◆ PASSAGE TO READ
╔══

Tom Heardman

Personal information
- Date of birth: 12 September 1995 (age 30)
- Place of birth: Gosforth, England
- Position: Forward

Youth career
- Newcastle United

Senior career*
- Years: Team / Apps / (Gls)
- 2014–2018: Newcastle United / 0 / (0)
- 2014: → Gateshead (loan) / 3 / (0)
- 2016: → Hartlepool United (loan) / 2 / (0)
- 2017: → Bury (loan) / 0 / (0)
- Total:  / 5 / (0)

= Tom Heardman =

English footballer

Tom Heardman (born 12 September 1995) is an English professional footballer who played as a striker.

==Career==
Heardman began his career with Newcastle United and joined League Two side Hartlepool United on loan in August 2016. He made his professional debut on 27 September 2016 in a 1–1 draw with Luton Town. He joined Bury on a season-long loan in July 2017, but returned before the end of August.

╚══

◆ TASKS TO COMPLETE
• a. Decide whether each statement agrees with the Heardman profile, answering yes or no and quoting the deciding words: (i) Heardman made his professional debut in a draw with Luton Town. (ii) Heardman moved to Bury on a permanent transfer. (iii) Heardman was born in Gosforth.
• b. From the career table in the Heardman profile, explain in one to three sentences why all of his senior appearances came while he was on loan.
• c. According to the Heardman profile, which club did he join on loan in August 2016?
Rely only on the Heardman profile for what comes next.

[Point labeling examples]
╔══

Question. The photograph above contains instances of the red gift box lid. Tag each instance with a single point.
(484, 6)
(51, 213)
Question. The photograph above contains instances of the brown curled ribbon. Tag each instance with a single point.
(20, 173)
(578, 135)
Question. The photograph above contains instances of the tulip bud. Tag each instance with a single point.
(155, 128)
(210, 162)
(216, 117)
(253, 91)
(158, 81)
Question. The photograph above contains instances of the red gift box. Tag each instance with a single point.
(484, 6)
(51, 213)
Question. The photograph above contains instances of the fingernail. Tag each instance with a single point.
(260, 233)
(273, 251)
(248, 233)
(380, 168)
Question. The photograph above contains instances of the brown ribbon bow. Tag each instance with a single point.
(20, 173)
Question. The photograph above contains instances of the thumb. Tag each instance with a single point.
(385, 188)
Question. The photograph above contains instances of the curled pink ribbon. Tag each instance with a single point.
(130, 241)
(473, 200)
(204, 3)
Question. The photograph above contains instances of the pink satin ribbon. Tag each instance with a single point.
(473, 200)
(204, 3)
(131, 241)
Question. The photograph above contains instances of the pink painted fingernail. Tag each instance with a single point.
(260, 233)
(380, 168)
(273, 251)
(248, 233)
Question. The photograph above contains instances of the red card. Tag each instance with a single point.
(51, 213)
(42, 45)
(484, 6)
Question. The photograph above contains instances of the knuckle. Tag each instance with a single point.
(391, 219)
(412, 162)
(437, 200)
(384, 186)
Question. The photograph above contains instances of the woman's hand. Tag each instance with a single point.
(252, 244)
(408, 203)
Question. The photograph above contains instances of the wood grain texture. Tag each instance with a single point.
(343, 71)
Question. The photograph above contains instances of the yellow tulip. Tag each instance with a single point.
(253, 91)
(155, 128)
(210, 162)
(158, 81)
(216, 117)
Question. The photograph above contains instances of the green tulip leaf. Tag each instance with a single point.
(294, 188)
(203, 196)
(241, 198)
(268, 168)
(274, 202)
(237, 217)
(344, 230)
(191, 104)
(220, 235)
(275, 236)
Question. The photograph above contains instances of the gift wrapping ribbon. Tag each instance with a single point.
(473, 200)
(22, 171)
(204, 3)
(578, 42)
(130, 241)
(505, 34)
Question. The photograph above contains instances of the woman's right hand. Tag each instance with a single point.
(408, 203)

╚══

◆ SET OF ANSWERS
• a.
(i) Yes: "He made his professional debut on 27 September 2016 in a 1–1 draw with Luton Town."
(ii) No: "He joined Bury on a season-long loan in July 2017, but returned before the end of August."
(iii) Yes: "Place of birth: Gosforth, England"

• b. The table lists 0 appearances for Newcastle United across 2014–2018. His total of 5 comes from 3 appearances on loan at Gateshead and 2 on loan at Hartlepool United. His loan spell at Bury added 0 appearances.

• c. He joined League Two side Hartlepool United.